[Natural language region descriptions]
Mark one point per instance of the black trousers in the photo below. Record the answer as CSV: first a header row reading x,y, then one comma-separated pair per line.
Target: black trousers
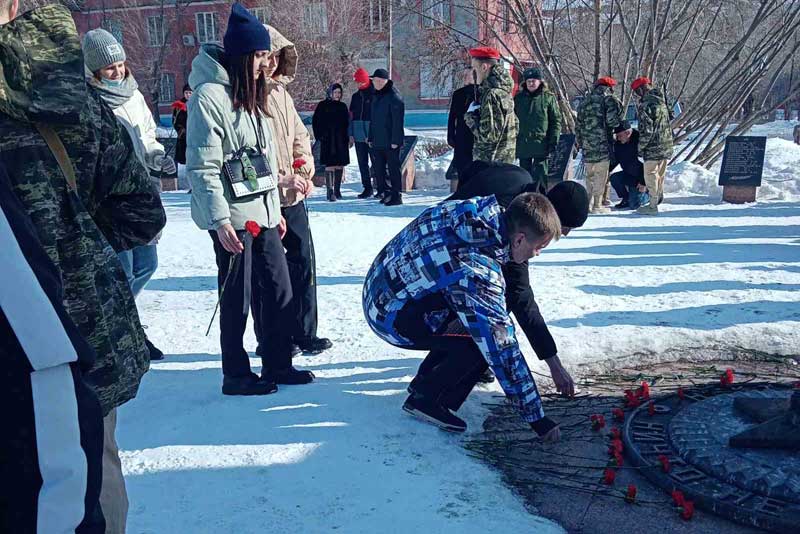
x,y
301,259
29,461
364,159
383,158
274,316
454,364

▶ _WHAT TO PRODUCE_:
Should a record include a picture, drop the picture and write out the remainder exactly.

▶ _THE ANSWER_:
Mark one point per instance of the black trousers in the photo below. Record the answer as CSV: first a header row reading x,y, then one comma-separated pair per line.
Target: black trousers
x,y
301,259
29,461
364,159
383,158
274,316
454,364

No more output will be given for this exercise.